Your goal: Copy the material that follows word for word and omit its pictures.

## BEGIN Items

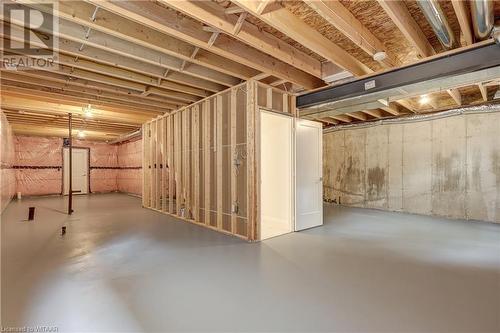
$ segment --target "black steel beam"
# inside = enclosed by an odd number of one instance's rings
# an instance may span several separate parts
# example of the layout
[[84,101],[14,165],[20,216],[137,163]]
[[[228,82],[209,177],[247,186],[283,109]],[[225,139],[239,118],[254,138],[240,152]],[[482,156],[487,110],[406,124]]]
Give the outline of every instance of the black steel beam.
[[500,45],[492,43],[434,58],[389,72],[347,82],[297,97],[297,108],[335,102],[436,78],[474,72],[500,65]]

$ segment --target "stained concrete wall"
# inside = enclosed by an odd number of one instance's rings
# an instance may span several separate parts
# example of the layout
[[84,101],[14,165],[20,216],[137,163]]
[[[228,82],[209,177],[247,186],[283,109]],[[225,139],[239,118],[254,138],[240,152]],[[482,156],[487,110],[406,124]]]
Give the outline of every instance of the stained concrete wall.
[[324,199],[500,222],[500,112],[324,134]]

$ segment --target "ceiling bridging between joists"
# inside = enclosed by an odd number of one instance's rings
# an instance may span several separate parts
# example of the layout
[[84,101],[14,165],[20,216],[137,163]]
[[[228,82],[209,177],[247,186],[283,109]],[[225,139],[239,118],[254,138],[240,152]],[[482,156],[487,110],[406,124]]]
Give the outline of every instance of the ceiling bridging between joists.
[[[46,4],[7,2],[50,13]],[[292,92],[310,91],[325,87],[325,80],[335,84],[407,65],[402,53],[411,52],[408,48],[398,51],[394,45],[408,44],[421,58],[441,52],[424,29],[427,23],[414,15],[415,8],[397,1],[377,0],[371,8],[365,2],[323,0],[58,4],[57,29],[36,31],[44,38],[58,39],[58,66],[1,70],[2,107],[19,130],[22,121],[48,121],[43,118],[47,114],[54,117],[54,126],[63,126],[62,117],[69,112],[79,125],[95,129],[96,137],[108,139],[117,136],[118,130],[133,130],[158,114],[199,102],[245,80],[260,80]],[[463,37],[462,45],[473,45],[469,6],[455,0],[451,4],[457,20],[454,27],[459,29],[454,32]],[[364,16],[368,12],[370,16]],[[449,9],[444,15],[455,20]],[[387,37],[371,26],[367,17],[372,16],[383,22]],[[10,24],[5,22],[8,18],[3,19],[4,27]],[[11,28],[21,33],[20,22],[12,23]],[[15,40],[12,35],[1,37]],[[379,58],[381,54],[385,57]],[[426,93],[443,92],[455,105],[469,103],[471,91],[488,101],[492,82],[497,81],[474,82],[472,90],[442,86]],[[404,96],[397,95],[399,100],[394,95],[344,105],[344,113],[330,112],[325,118],[337,124],[418,112],[421,109],[411,102],[415,94],[405,91]],[[431,101],[429,107],[439,107]],[[89,104],[95,118],[85,120],[82,110]],[[360,105],[366,109],[357,108]],[[56,127],[53,133],[62,133]],[[115,132],[98,134],[110,129]],[[23,128],[30,130],[40,132]]]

## END Items

Response:
$ segment --target "black steel beam"
# inside = enclosed by an odd number of one instance's rings
# an instance may span several separate parts
# example of the layout
[[84,101],[14,165],[20,216],[137,163]]
[[[228,82],[209,177],[247,186],[283,109]],[[225,139],[239,118],[254,138],[240,152]],[[482,156],[487,110],[406,124]]]
Give the outline of every instance of the black steel beam.
[[500,45],[492,43],[434,58],[389,72],[347,82],[297,97],[297,108],[335,102],[436,78],[474,72],[500,65]]

$ segment --target "stained concrete wall"
# inside = enclosed by an odd number of one instance's rings
# an instance may span several separate parts
# example of the layout
[[84,101],[14,165],[20,216],[137,163]]
[[[228,82],[209,177],[247,186],[283,109]],[[225,139],[239,118],[254,138],[240,152]],[[482,156],[487,110],[406,124]]]
Give the outline of every instance of the stained concrete wall.
[[324,199],[500,222],[500,112],[324,134]]

$ segment --target "ceiling bridging between joists"
# inside = enclosed by an odd number of one instance's rings
# an instance may span several separate parts
# example of the layout
[[84,101],[14,165],[20,216],[137,163]]
[[[228,82],[209,177],[247,186],[283,109]],[[225,139],[239,118],[254,138],[240,152]],[[482,156],[487,110],[406,124]]]
Give the outline of every instance of the ceiling bridging between joists.
[[[46,4],[7,2],[50,13]],[[292,92],[310,91],[325,87],[325,80],[335,84],[407,65],[402,53],[411,52],[408,48],[398,51],[394,45],[408,44],[421,58],[441,52],[424,29],[427,23],[414,15],[415,8],[397,1],[377,0],[371,8],[365,2],[323,0],[58,4],[57,29],[36,31],[44,38],[58,39],[58,66],[1,70],[2,107],[19,130],[22,121],[48,121],[43,118],[47,114],[54,117],[54,126],[63,126],[62,117],[69,112],[79,125],[95,129],[96,137],[108,139],[117,136],[118,130],[133,130],[158,114],[199,102],[245,80],[260,80]],[[463,37],[462,45],[473,45],[469,6],[455,0],[451,4],[457,20],[454,27],[459,29],[454,32]],[[364,16],[368,12],[370,16]],[[449,9],[444,15],[455,20]],[[387,37],[371,26],[367,17],[372,16],[383,22]],[[10,24],[5,22],[8,18],[3,19],[4,27]],[[11,28],[21,33],[20,22],[12,23]],[[15,40],[12,35],[1,37]],[[379,58],[381,54],[385,57]],[[426,93],[443,92],[455,105],[469,103],[471,91],[488,101],[492,82],[497,81],[474,82],[472,90],[442,86]],[[404,96],[397,95],[399,100],[394,95],[344,105],[344,113],[330,112],[325,118],[337,124],[418,112],[421,109],[411,102],[415,94],[405,91]],[[431,101],[429,107],[439,107]],[[89,104],[95,118],[85,120],[82,110]],[[360,105],[366,109],[357,108]],[[56,127],[53,133],[62,133]],[[115,132],[98,134],[110,129]],[[23,128],[30,130],[40,132]]]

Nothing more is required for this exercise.